* _Vorliegender Auszug_
Jene zeitlichen Lücken, welche die Spielhandlung offen lässt, werden von diesen Abschnitten ausgefüllt. Sie funktionieren als „Gelenkstücke“ der Erzählung, wären aber in ihrer engen inneren Kohärenz auch anders zu lesen: als eigenständiges, mehrteiliges Modell über den Hitler-Faschismus, über Zusammenhänge von Kapital und Krieg, von Krieg und Massenvernichtungen und über Zusammenhänge von Geschichte und Gegenwart.
Die Verwendung von dokumentarischem Filmmaterial führt zu einer Steigerung der Glaubhaftigkeit des Films. Dieser zentrale Effekt beruht nicht darauf, dass in „Dokumentaraufnahmen“ mehr Realität im Sinne von „Wahrheit“ enthalten ist, sondern darauf, dass die Konvention es will, dass dies geglaubt wird. Der existierende Begriff des „Dokumentarischen“ erzeugt eine andere Vorstellung beim Betrachter als der existierende Begriff der „Fiktion“. Beide Begriffe ziehen verschiedene Haltungen dem Wahrzunehmenden gegenüber nach sich.
Maetzig arbeitet mit Konventionen um des Inhalts willen, wie er es selbst betont. Die Frage muss indes gestellt werden, ob es hier legitim ist, nicht nur mit Konventionen zu arbeiten, sondern darüber hinaus sie auch mit Bilder zu füllen, die teilweise in einem Zusammenhang entstanden sind, der grundsätzlich Propaganda und Lügen produziert hat. Es ist dies wiederum die Frage nach den verschiedenen Inhalten bei identischen Formen.
Eine interessante Parallele zu Wolfgang Staudtes Film „Rotation“ ist in der ästhetischen Organisation der moralisch integren Figur des Chefanklägers in „Der Rat der Götter“ zu jener der Opfer in „Rotation“ zu erkennen (das ältere jüdische Ehepaar und der Kommunist Kurt Blank): Wird bei Staudte das Verhalten der Opfer abgelöst von den Lebensumständen und -erfahrungen, aus denen es resultiert, indem die Figuren sich nur verbal mitteilen können und so an Stärke verlieren gegenüber denen, die aus ihren Lebensumständen heraus handeln, so findet sich ähnliches bei Maetzig. Die Schwäche der Figur des Anklägers resultiert daraus, dass er nicht mehr ist als ein Sprechrohr der Humanität, das nur verbal umständlich das längst im Film Gesehene und Begriffene wiederholt. Der Figur fehlt ein „Existenzhintergrund“, der Appell an ein Abstraktum wie „Humanität“ kann diesen nicht liefern. Die Figur wird folgerichtig abgelöst vom neuen Anklagevertreter Mister Howard, der handfeste Interessen vertritt, was die Handlung vorher bereits verdeutlicht hatte.

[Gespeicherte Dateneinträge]
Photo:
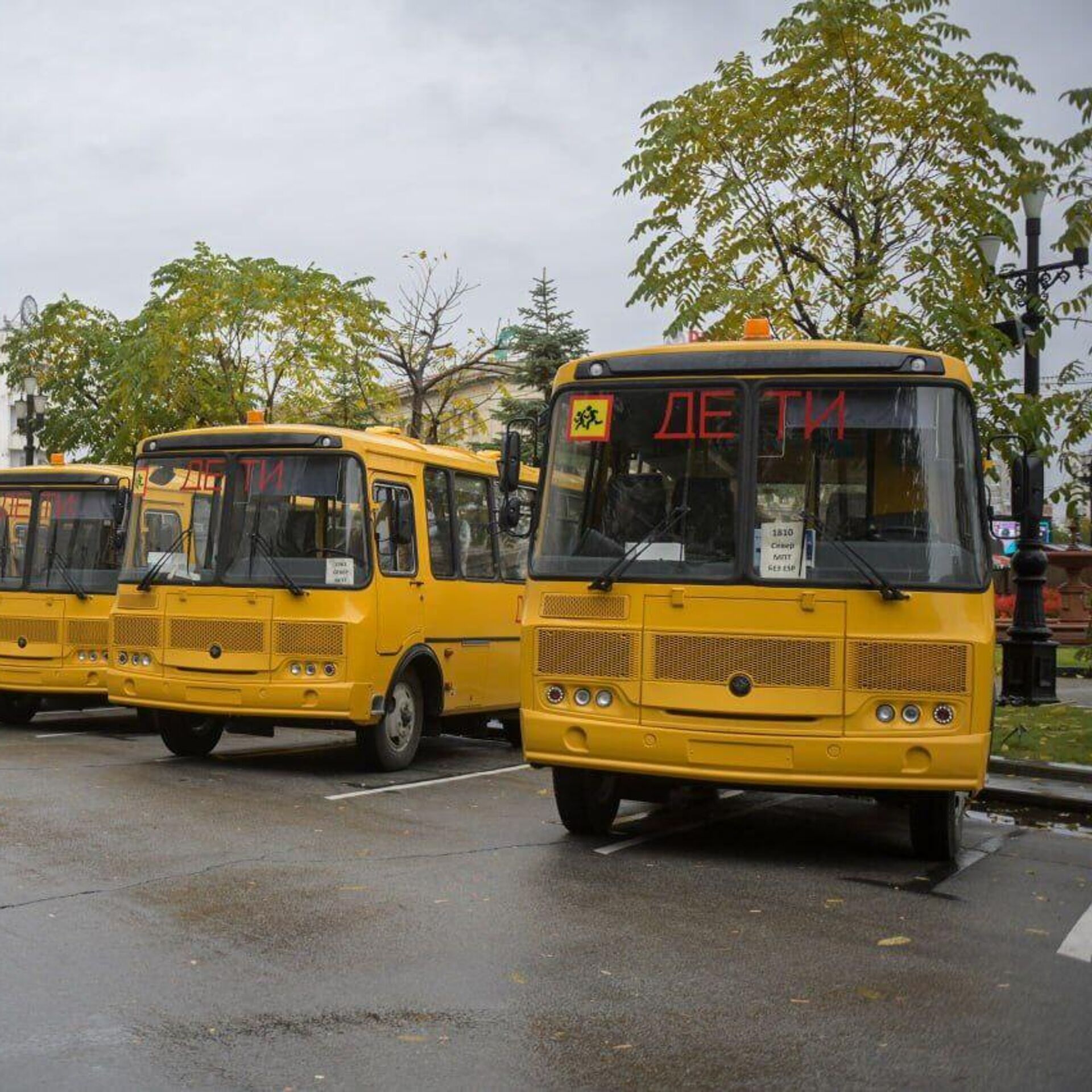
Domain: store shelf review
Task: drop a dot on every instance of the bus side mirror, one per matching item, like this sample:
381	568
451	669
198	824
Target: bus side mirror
1028	491
509	466
511	512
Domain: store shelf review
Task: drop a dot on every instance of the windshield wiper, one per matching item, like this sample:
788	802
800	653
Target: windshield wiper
888	591
63	568
146	581
604	581
258	540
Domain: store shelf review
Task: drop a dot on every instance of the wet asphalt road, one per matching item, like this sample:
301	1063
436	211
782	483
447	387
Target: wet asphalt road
222	924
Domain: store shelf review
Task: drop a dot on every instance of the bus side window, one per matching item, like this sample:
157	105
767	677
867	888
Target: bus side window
477	560
396	552
438	507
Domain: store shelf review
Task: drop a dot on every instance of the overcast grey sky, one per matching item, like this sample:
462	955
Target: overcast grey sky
348	133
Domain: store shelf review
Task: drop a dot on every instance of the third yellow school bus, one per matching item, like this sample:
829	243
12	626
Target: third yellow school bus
325	578
762	564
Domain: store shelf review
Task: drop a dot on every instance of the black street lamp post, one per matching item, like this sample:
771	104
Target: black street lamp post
1029	663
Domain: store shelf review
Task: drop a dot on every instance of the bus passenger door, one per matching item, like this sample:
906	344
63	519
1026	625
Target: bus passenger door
399	586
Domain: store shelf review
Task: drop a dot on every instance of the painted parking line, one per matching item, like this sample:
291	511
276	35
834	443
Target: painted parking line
427	784
1078	942
682	828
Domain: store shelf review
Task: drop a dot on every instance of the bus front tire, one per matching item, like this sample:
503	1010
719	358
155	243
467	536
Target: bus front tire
587	800
392	744
936	825
188	735
19	708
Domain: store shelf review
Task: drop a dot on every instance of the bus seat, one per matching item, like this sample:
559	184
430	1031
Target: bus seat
635	504
709	527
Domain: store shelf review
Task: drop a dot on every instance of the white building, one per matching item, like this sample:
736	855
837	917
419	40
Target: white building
13	441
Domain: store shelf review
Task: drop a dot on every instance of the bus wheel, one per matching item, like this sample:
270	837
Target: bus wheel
392	744
19	708
188	735
587	800
936	825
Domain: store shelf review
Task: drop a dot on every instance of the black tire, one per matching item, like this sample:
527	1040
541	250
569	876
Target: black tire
19	708
392	744
189	735
587	800
936	825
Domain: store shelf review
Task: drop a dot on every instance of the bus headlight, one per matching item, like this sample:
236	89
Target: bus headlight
944	713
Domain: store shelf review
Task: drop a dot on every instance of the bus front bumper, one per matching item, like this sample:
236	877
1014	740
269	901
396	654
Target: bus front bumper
850	763
321	700
48	677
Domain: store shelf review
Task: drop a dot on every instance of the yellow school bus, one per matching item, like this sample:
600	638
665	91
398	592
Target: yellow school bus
59	555
760	564
316	577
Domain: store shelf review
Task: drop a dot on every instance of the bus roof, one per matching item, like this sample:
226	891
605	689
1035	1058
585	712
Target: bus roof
64	474
379	440
764	357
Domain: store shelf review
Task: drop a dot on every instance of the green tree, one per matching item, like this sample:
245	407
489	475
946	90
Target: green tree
440	379
839	191
541	343
71	350
222	336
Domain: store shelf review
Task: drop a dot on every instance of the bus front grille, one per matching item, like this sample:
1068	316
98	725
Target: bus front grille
232	635
606	607
587	653
89	631
309	639
767	661
909	667
136	631
41	630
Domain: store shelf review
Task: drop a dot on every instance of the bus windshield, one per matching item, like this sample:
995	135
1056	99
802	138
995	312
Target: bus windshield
838	481
14	524
76	543
249	519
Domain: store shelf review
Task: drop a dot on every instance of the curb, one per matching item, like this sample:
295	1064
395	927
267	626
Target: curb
1049	771
1054	794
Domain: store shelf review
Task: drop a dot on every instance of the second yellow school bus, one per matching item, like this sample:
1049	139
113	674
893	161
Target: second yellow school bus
762	564
59	554
316	577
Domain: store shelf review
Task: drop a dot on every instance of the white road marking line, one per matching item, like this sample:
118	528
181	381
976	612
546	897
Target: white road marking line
605	851
426	784
1078	942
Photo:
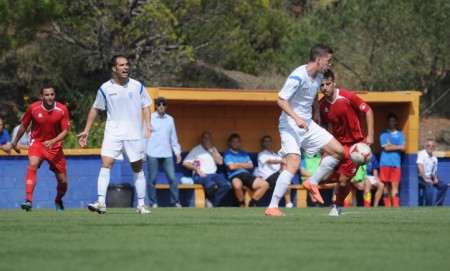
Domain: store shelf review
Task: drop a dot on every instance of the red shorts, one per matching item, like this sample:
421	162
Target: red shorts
345	167
390	174
54	157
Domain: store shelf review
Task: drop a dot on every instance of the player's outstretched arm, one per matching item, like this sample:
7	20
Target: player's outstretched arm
370	127
83	136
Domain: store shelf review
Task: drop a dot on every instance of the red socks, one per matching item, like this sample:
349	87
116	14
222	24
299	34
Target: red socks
30	182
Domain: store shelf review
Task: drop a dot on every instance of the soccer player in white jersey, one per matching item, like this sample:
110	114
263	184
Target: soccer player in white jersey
299	129
126	101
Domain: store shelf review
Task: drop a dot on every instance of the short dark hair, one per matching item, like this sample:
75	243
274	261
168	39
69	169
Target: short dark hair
113	61
319	50
233	136
329	74
264	137
47	84
392	116
160	99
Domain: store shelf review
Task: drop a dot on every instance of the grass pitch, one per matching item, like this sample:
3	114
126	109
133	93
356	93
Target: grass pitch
226	239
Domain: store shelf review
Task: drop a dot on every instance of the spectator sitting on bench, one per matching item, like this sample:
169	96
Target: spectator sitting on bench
269	167
203	160
238	165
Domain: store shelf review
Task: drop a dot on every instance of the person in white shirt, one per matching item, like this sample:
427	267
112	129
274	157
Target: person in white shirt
126	101
25	140
203	160
270	165
299	129
160	146
427	164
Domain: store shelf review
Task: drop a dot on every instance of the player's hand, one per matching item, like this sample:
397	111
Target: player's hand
301	124
48	144
200	173
148	132
15	148
178	158
83	138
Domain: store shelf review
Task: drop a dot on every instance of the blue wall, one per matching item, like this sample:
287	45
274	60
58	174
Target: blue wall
82	172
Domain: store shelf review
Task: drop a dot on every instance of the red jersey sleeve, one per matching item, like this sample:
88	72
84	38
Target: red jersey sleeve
65	120
355	101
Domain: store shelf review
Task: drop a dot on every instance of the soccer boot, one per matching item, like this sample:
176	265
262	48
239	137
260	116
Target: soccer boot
273	212
313	190
27	205
143	210
97	207
336	210
59	205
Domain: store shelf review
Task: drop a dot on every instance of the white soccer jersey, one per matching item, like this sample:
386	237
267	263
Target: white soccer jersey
428	162
124	106
265	169
300	91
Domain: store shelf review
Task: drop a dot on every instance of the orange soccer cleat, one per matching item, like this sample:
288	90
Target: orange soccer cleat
313	190
273	212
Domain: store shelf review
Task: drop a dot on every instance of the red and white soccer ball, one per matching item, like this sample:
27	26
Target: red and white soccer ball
360	153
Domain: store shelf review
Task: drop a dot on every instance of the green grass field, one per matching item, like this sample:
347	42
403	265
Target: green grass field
226	239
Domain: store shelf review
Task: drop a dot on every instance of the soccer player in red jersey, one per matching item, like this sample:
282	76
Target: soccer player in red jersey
342	109
50	124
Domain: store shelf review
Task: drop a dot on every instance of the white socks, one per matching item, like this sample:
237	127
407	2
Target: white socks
139	183
283	182
326	165
102	184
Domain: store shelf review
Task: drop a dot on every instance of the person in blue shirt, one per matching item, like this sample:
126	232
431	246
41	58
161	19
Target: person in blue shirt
393	144
161	145
5	141
239	164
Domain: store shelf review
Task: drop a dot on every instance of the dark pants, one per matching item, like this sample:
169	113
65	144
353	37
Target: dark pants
209	182
428	192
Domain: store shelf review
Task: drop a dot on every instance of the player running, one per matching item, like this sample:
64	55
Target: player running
50	124
126	101
298	130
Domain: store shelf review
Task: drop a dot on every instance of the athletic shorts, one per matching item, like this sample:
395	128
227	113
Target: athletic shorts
372	179
115	148
272	179
247	179
293	138
54	156
390	174
345	166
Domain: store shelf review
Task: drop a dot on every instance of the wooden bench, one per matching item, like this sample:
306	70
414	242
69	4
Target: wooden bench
199	193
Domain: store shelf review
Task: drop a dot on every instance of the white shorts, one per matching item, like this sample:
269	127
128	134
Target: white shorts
293	138
115	148
372	179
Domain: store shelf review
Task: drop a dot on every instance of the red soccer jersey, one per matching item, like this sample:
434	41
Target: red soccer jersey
46	124
343	114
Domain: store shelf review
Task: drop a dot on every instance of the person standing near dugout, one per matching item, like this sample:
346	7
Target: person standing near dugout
50	124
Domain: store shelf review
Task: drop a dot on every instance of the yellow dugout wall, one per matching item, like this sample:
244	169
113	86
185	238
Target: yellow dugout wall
254	113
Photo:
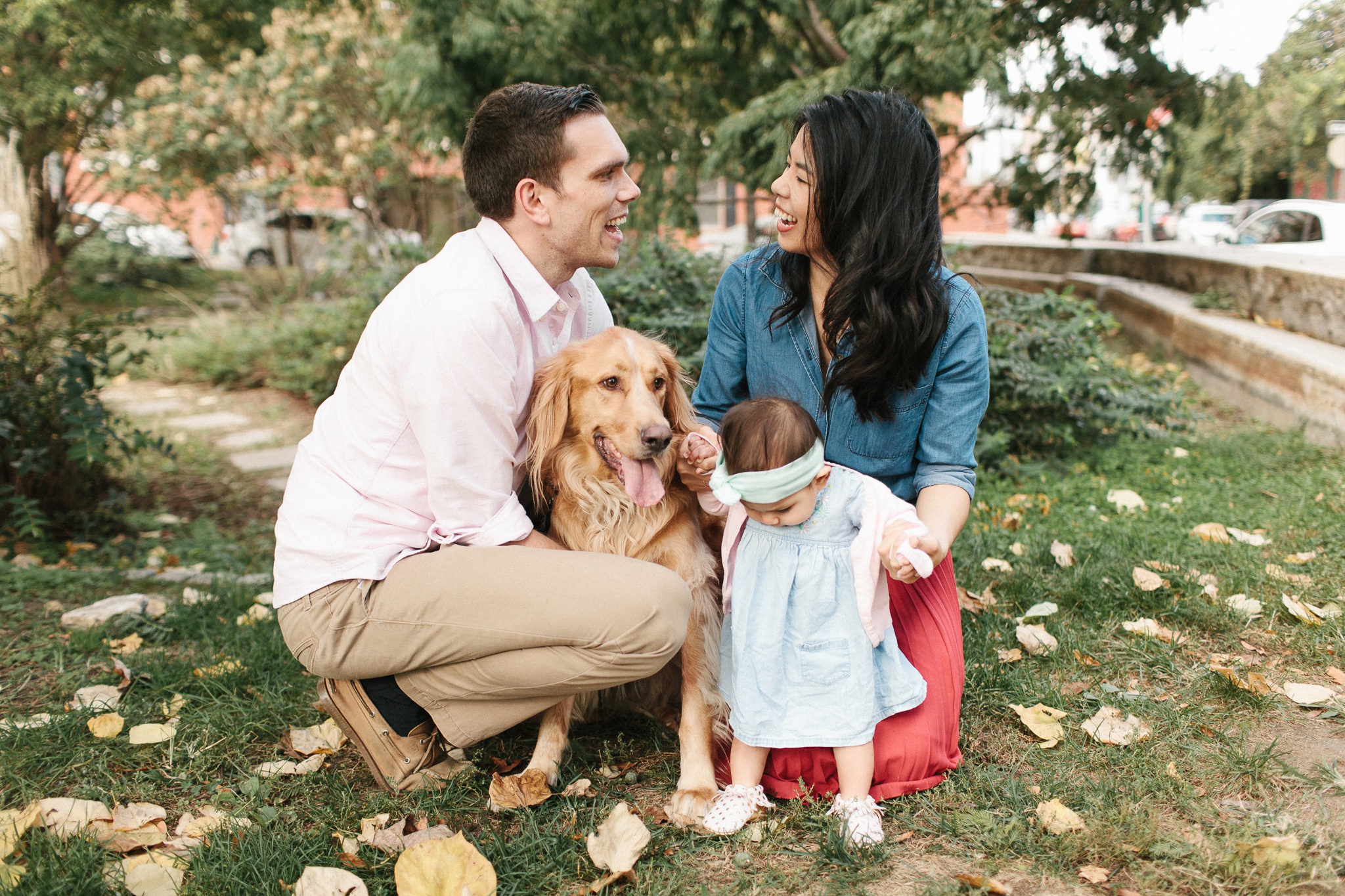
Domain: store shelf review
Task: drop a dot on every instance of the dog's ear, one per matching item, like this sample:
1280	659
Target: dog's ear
549	414
677	406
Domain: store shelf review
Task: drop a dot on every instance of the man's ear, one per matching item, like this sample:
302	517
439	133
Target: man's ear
530	200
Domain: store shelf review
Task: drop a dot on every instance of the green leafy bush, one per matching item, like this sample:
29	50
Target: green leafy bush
663	288
1056	385
299	347
58	444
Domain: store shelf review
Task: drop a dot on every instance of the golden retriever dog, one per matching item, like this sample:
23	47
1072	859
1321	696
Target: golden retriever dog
607	418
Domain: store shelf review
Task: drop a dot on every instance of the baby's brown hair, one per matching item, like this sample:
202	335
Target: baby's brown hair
764	435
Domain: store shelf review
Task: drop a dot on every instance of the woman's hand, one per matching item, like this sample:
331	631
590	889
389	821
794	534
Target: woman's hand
695	459
898	566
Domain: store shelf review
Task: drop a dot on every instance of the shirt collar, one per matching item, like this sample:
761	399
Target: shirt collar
537	295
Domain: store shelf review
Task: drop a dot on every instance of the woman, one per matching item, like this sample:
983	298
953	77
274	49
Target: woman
853	316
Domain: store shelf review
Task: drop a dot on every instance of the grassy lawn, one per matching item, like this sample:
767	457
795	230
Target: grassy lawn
1173	815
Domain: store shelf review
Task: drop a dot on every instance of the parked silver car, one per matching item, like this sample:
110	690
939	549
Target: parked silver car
313	238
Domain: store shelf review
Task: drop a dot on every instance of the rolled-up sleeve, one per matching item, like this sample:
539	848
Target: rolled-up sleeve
459	391
724	378
946	452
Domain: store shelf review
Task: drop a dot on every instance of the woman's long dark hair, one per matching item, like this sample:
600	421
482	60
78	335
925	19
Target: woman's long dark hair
876	210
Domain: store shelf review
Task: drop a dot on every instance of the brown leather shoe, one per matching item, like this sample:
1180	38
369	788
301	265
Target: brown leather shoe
399	763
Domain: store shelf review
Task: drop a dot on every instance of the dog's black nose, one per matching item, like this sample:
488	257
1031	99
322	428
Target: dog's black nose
655	437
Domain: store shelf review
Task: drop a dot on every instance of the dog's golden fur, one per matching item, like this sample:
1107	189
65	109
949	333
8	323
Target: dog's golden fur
625	391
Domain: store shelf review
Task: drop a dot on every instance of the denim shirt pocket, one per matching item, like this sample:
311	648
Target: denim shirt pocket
893	438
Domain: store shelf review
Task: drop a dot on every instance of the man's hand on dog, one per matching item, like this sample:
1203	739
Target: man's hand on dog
695	459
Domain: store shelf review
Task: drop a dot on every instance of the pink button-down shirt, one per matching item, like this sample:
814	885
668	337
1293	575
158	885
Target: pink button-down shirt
423	440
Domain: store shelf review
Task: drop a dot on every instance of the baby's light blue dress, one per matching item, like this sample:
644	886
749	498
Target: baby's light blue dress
797	667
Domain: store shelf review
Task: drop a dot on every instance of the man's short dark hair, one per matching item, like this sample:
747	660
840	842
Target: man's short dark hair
519	132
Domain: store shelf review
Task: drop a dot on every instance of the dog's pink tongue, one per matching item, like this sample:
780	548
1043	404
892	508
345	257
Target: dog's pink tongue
642	481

* _Gestellte Aufgabe_
Kopieren Sie aus dem Auszug über den Film „Der Rat der Götter“ wortgetreu die Passage, die mit „Jene zeitlichen Lücken, welche“ beginnt und mit „Geschichte und Gegenwart.“ endet.

* _Ausgabe_
Jene zeitlichen Lücken, welche die Spielhandlung offen lässt, werden von diesen Abschnitten ausgefüllt. Sie funktionieren als „Gelenkstücke“ der Erzählung, wären aber in ihrer engen inneren Kohärenz auch anders zu lesen: als eigenständiges, mehrteiliges Modell über den Hitler-Faschismus, über Zusammenhänge von Kapital und Krieg, von Krieg und Massenvernichtungen und über Zusammenhänge von Geschichte und Gegenwart.